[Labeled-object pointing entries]
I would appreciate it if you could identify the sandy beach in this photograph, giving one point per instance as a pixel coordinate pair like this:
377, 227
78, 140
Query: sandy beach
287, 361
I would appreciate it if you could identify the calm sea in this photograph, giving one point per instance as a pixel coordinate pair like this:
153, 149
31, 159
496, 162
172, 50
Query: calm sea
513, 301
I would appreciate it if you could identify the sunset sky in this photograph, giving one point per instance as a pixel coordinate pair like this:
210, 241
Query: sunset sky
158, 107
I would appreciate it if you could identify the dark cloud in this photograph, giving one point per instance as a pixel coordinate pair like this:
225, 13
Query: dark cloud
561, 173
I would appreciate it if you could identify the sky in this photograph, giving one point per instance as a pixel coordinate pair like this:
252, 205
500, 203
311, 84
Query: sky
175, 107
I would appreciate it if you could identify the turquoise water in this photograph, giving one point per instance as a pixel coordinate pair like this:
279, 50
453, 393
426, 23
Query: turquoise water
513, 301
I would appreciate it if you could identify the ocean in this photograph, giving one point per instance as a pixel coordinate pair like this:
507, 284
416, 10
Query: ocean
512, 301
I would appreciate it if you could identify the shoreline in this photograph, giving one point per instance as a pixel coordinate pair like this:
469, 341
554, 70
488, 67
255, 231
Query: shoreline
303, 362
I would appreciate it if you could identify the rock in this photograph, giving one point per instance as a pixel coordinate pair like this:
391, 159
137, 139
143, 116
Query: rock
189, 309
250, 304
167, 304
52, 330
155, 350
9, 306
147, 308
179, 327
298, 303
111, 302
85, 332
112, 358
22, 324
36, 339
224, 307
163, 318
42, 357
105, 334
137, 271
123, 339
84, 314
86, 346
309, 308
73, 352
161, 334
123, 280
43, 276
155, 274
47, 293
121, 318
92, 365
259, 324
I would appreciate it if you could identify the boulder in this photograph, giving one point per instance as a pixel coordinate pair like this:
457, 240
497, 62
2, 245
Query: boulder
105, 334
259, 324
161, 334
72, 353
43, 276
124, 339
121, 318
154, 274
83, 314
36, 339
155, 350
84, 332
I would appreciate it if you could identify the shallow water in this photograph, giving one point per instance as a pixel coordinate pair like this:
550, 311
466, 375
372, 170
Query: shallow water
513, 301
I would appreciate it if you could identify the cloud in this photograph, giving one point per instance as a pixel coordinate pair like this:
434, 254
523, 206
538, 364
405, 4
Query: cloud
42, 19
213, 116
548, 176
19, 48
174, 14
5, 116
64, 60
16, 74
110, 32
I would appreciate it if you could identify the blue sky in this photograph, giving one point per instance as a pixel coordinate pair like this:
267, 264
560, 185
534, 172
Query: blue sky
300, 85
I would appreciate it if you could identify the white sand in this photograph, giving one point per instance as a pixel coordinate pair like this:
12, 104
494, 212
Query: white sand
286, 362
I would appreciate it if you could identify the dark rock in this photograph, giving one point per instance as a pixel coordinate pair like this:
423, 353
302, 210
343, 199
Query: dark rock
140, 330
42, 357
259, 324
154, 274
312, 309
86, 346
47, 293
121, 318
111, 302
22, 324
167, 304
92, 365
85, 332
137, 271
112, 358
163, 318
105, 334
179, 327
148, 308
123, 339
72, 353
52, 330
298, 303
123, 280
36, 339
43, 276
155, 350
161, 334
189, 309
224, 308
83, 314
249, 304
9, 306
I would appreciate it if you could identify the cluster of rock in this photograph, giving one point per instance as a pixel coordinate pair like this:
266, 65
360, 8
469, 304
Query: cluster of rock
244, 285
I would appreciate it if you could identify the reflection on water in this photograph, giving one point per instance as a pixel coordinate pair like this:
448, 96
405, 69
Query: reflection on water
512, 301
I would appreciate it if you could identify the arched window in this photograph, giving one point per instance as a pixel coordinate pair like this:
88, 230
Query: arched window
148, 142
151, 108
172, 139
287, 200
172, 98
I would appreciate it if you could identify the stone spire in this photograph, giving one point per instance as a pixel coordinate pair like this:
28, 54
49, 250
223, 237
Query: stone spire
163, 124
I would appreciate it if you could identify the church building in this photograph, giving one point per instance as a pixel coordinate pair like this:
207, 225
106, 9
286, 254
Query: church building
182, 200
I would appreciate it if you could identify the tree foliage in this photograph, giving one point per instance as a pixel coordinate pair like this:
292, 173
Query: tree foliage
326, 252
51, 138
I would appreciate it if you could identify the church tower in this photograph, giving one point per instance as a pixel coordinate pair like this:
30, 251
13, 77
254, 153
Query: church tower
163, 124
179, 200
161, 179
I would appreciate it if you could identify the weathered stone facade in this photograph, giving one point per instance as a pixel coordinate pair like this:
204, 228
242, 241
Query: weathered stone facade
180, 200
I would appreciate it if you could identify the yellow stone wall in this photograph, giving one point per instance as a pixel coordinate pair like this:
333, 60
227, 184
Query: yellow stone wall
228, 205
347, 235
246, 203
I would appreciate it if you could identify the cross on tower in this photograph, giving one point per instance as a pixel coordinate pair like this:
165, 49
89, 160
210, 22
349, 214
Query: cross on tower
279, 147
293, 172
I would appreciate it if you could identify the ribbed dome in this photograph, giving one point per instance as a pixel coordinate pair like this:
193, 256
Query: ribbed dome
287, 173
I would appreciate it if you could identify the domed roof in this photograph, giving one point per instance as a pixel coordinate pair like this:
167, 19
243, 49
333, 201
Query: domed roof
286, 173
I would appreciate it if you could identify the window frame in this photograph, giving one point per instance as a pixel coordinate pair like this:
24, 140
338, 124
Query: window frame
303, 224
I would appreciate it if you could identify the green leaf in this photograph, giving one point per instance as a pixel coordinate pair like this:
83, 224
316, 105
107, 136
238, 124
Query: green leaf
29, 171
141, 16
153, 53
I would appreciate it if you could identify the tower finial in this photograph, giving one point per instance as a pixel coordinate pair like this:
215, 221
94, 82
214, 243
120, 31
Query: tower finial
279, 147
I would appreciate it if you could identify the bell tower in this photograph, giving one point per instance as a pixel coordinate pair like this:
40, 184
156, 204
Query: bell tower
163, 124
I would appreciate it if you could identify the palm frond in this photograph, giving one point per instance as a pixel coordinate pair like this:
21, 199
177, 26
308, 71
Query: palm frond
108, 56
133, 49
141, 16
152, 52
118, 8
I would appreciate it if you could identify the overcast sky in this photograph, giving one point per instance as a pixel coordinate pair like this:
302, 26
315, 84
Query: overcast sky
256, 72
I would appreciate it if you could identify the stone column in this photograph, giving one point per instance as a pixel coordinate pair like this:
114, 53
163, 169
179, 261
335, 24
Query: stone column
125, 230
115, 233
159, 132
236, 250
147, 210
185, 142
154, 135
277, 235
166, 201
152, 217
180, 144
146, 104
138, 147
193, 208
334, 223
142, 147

[TASK DIRECTIONS] Please format every line of the listing above as a Markdown table with two columns, Row for a running number and Line for the text of that line. Leave out blank lines.

[WRITTEN ANSWER]
| Row | Line |
|---|---|
| 1 | I would appreciate it if you could identify the sandy beach in this photograph, giving one point per instance as a pixel coordinate pair like this: |
| 2 | 377, 227 |
| 3 | 78, 140 |
| 4 | Query: sandy beach |
| 5 | 287, 361 |
| 6 | I would appreciate it if you could identify the calm sea in this photograph, giving one point per instance as a pixel coordinate pair like this: |
| 7 | 153, 149 |
| 8 | 31, 159 |
| 9 | 496, 162 |
| 10 | 172, 50 |
| 11 | Query: calm sea |
| 12 | 513, 301 |
| 13 | I would appreciate it if you could identify the sunset sky in this photograph, giving one point per instance as a pixel coordinate pair like this: |
| 14 | 210, 241 |
| 15 | Query: sunset sky |
| 16 | 158, 107 |
| 17 | I would appreciate it if you could identify the dark cloud in this photograph, giving one point per instance as a pixel coordinate pair like this: |
| 18 | 225, 13 |
| 19 | Query: dark cloud |
| 20 | 561, 173 |
| 21 | I would appreciate it if you could identify the sky in this photograph, giving one point per instance as a pixel coordinate pair like this: |
| 22 | 252, 205 |
| 23 | 500, 203 |
| 24 | 311, 84 |
| 25 | Query: sky |
| 26 | 175, 107 |
| 27 | I would appreciate it if you could identify the turquoise water in this photograph, giving one point per instance as a pixel coordinate pair like this: |
| 28 | 279, 50 |
| 29 | 453, 393 |
| 30 | 426, 23 |
| 31 | Query: turquoise water |
| 32 | 513, 301 |
| 33 | I would appreciate it if you could identify the ocean in this photograph, giving one point per instance as a pixel coordinate pair like this: |
| 34 | 507, 284 |
| 35 | 416, 10 |
| 36 | Query: ocean |
| 37 | 512, 301 |
| 38 | I would appreciate it if you could identify the shoreline in this photograph, giving one point per instance as a pixel coordinate pair like this: |
| 39 | 469, 341 |
| 40 | 554, 70 |
| 41 | 488, 67 |
| 42 | 255, 231 |
| 43 | Query: shoreline |
| 44 | 303, 362 |
| 45 | I would appreciate it if you could identify the rock in this photograph, giving one point per instance as a pixel coordinate pair like this: |
| 46 | 391, 159 |
| 47 | 137, 139 |
| 48 | 143, 116 |
| 49 | Query: rock |
| 50 | 189, 309 |
| 51 | 250, 304 |
| 52 | 167, 304 |
| 53 | 52, 330 |
| 54 | 155, 350 |
| 55 | 9, 306 |
| 56 | 147, 308 |
| 57 | 179, 327 |
| 58 | 298, 303 |
| 59 | 111, 302 |
| 60 | 85, 332 |
| 61 | 112, 358 |
| 62 | 22, 324 |
| 63 | 36, 339 |
| 64 | 224, 307 |
| 65 | 163, 318 |
| 66 | 42, 357 |
| 67 | 105, 334 |
| 68 | 137, 271 |
| 69 | 123, 339 |
| 70 | 84, 314 |
| 71 | 86, 346 |
| 72 | 309, 308 |
| 73 | 73, 352 |
| 74 | 161, 334 |
| 75 | 123, 280 |
| 76 | 43, 276 |
| 77 | 155, 274 |
| 78 | 47, 293 |
| 79 | 121, 318 |
| 80 | 92, 365 |
| 81 | 259, 324 |
| 82 | I would appreciate it if you could identify the boulder in this photograph, giving one point per instance as a pixel coordinate pair like this: |
| 83 | 457, 240 |
| 84 | 497, 62 |
| 85 | 2, 245 |
| 86 | Query: boulder |
| 87 | 105, 334 |
| 88 | 259, 324 |
| 89 | 161, 334 |
| 90 | 72, 353 |
| 91 | 43, 276 |
| 92 | 124, 339 |
| 93 | 121, 318 |
| 94 | 154, 274 |
| 95 | 83, 314 |
| 96 | 36, 339 |
| 97 | 155, 350 |
| 98 | 84, 332 |
| 99 | I would appreciate it if you could identify the shallow water in this photograph, giving one point per instance as a pixel coordinate pair like this: |
| 100 | 550, 311 |
| 101 | 466, 375 |
| 102 | 372, 170 |
| 103 | Query: shallow water |
| 104 | 513, 301 |
| 105 | I would appreciate it if you could identify the cloud in this photograph, giving one point per instance as a pixel coordinate pair like this: |
| 106 | 434, 254 |
| 107 | 523, 206 |
| 108 | 538, 364 |
| 109 | 405, 4 |
| 110 | Query: cloud |
| 111 | 42, 19 |
| 112 | 213, 116 |
| 113 | 548, 176 |
| 114 | 19, 48 |
| 115 | 174, 14 |
| 116 | 5, 116 |
| 117 | 64, 60 |
| 118 | 16, 74 |
| 119 | 110, 32 |
| 120 | I would appreciate it if you could identify the blue sky in this photograph, giving one point per instance as a pixel coordinate pair like this: |
| 121 | 267, 264 |
| 122 | 560, 185 |
| 123 | 534, 172 |
| 124 | Query: blue sky |
| 125 | 300, 85 |
| 126 | I would appreciate it if you could identify the white sand in this photograph, giving one point per instance as a pixel coordinate pair like this: |
| 127 | 12, 104 |
| 128 | 494, 212 |
| 129 | Query: white sand |
| 130 | 286, 362 |
| 131 | I would appreciate it if you could identify the dark rock in this photograph, giving one point per instance as a pixel coordinate pair like this: |
| 132 | 423, 353 |
| 133 | 302, 210 |
| 134 | 343, 199 |
| 135 | Query: dark rock |
| 136 | 140, 330 |
| 137 | 42, 357 |
| 138 | 259, 324 |
| 139 | 154, 274 |
| 140 | 312, 309 |
| 141 | 86, 346 |
| 142 | 47, 293 |
| 143 | 121, 318 |
| 144 | 111, 302 |
| 145 | 22, 324 |
| 146 | 167, 304 |
| 147 | 92, 365 |
| 148 | 85, 332 |
| 149 | 137, 271 |
| 150 | 112, 358 |
| 151 | 163, 318 |
| 152 | 105, 334 |
| 153 | 179, 327 |
| 154 | 148, 308 |
| 155 | 123, 339 |
| 156 | 72, 353 |
| 157 | 52, 330 |
| 158 | 298, 303 |
| 159 | 123, 280 |
| 160 | 36, 339 |
| 161 | 43, 276 |
| 162 | 155, 350 |
| 163 | 161, 334 |
| 164 | 189, 309 |
| 165 | 224, 308 |
| 166 | 83, 314 |
| 167 | 249, 304 |
| 168 | 9, 306 |
| 169 | I would appreciate it if you could identify the cluster of rock in this photograph, giving one point per instance as a pixel coordinate pair like this: |
| 170 | 266, 65 |
| 171 | 360, 8 |
| 172 | 469, 304 |
| 173 | Query: cluster of rock |
| 174 | 244, 285 |
| 175 | I would appreciate it if you could identify the reflection on water in this photograph, giving one point per instance as a pixel coordinate pair like this: |
| 176 | 448, 96 |
| 177 | 405, 69 |
| 178 | Query: reflection on water |
| 179 | 512, 301 |
| 180 | I would appreciate it if you could identify the arched window in this photograph, giving one point per instance as a pixel coordinate pair like this: |
| 181 | 88, 230 |
| 182 | Query: arched window |
| 183 | 148, 142 |
| 184 | 151, 108 |
| 185 | 172, 139 |
| 186 | 287, 200 |
| 187 | 172, 98 |
| 188 | I would appreciate it if you could identify the stone spire in this photograph, giving one point per instance as a pixel coordinate pair like this: |
| 189 | 28, 54 |
| 190 | 49, 250 |
| 191 | 223, 237 |
| 192 | Query: stone spire |
| 193 | 163, 124 |
| 194 | I would appreciate it if you could identify the church building in this photograph, giving one point per instance as a pixel coordinate pair like this: |
| 195 | 207, 225 |
| 196 | 106, 9 |
| 197 | 286, 254 |
| 198 | Query: church building |
| 199 | 182, 200 |
| 200 | I would appreciate it if you could identify the tree foliage in this photograph, giving one point per instance as a pixel coordinate pair like this: |
| 201 | 292, 173 |
| 202 | Query: tree foliage |
| 203 | 326, 252 |
| 204 | 51, 138 |
| 205 | I would appreciate it if you could identify the church tower in this photograph, giving one point per instance as a pixel coordinate pair like this: |
| 206 | 30, 251 |
| 207 | 13, 77 |
| 208 | 254, 153 |
| 209 | Query: church tower |
| 210 | 163, 124 |
| 211 | 179, 200 |
| 212 | 161, 179 |
| 213 | I would appreciate it if you could identify the weathered stone facade in this photograph, giving one point per instance as a pixel coordinate pair like this: |
| 214 | 204, 228 |
| 215 | 242, 241 |
| 216 | Query: weathered stone facade |
| 217 | 180, 200 |
| 218 | I would appreciate it if you could identify the yellow stone wall in this photograph, giving one point per instance as a pixel coordinate pair like this: |
| 219 | 333, 60 |
| 220 | 227, 184 |
| 221 | Query: yellow stone wall |
| 222 | 228, 205 |
| 223 | 347, 235 |
| 224 | 246, 203 |
| 225 | I would appreciate it if you could identify the cross on tower in this photograph, giving one point per instance as a pixel coordinate pair like this: |
| 226 | 165, 49 |
| 227 | 89, 160 |
| 228 | 210, 22 |
| 229 | 349, 214 |
| 230 | Query: cross on tower |
| 231 | 279, 147 |
| 232 | 293, 172 |
| 233 | I would appreciate it if you could identify the ribbed dome in this photograph, giving one point per instance as a pixel coordinate pair like this: |
| 234 | 193, 256 |
| 235 | Query: ribbed dome |
| 236 | 287, 173 |
| 237 | I would appreciate it if you could identify the domed roof in this photograph, giving one point per instance as a pixel coordinate pair like this: |
| 238 | 167, 19 |
| 239 | 243, 49 |
| 240 | 333, 201 |
| 241 | Query: domed roof |
| 242 | 286, 173 |
| 243 | I would appreciate it if you could identify the window frame in this photograph, giving one point per instance as a pixel coordinate pair like this: |
| 244 | 24, 140 |
| 245 | 338, 124 |
| 246 | Query: window frame |
| 247 | 303, 224 |
| 248 | I would appreciate it if you could identify the green leaf in this photograph, giving one point per instance as a pixel coordinate pair like this: |
| 249 | 83, 224 |
| 250 | 316, 105 |
| 251 | 107, 136 |
| 252 | 238, 124 |
| 253 | Query: green leaf |
| 254 | 29, 171 |
| 255 | 141, 16 |
| 256 | 153, 53 |
| 257 | I would appreciate it if you could identify the tower finial in this photograph, giving one point per instance as a pixel coordinate pair like this: |
| 258 | 215, 221 |
| 259 | 94, 82 |
| 260 | 214, 243 |
| 261 | 120, 31 |
| 262 | Query: tower finial |
| 263 | 279, 147 |
| 264 | I would appreciate it if you could identify the bell tower in this photograph, giving one point per instance as a pixel coordinate pair like this: |
| 265 | 40, 184 |
| 266 | 156, 204 |
| 267 | Query: bell tower |
| 268 | 163, 124 |
| 269 | I would appreciate it if you could identify the palm frond in this photograph, giving one point per instance as a pixel coordinate pair like this: |
| 270 | 21, 199 |
| 271 | 177, 26 |
| 272 | 308, 71 |
| 273 | Query: palm frond |
| 274 | 108, 56 |
| 275 | 133, 49 |
| 276 | 141, 16 |
| 277 | 152, 52 |
| 278 | 118, 8 |
| 279 | I would appreciate it if you could identify the overcast sky in this photograph, giving one point per instance as a pixel coordinate pair like this: |
| 280 | 302, 26 |
| 281 | 315, 84 |
| 282 | Query: overcast sky |
| 283 | 256, 72 |
| 284 | I would appreciate it if you could identify the stone column in this photograph, giving one point per instance as a pixel coordinate pair like this: |
| 285 | 114, 53 |
| 286 | 163, 169 |
| 287 | 179, 261 |
| 288 | 335, 24 |
| 289 | Query: stone column |
| 290 | 125, 230 |
| 291 | 115, 233 |
| 292 | 159, 132 |
| 293 | 236, 250 |
| 294 | 147, 210 |
| 295 | 185, 142 |
| 296 | 154, 135 |
| 297 | 277, 235 |
| 298 | 166, 201 |
| 299 | 152, 217 |
| 300 | 180, 144 |
| 301 | 146, 104 |
| 302 | 138, 147 |
| 303 | 193, 208 |
| 304 | 334, 223 |
| 305 | 142, 147 |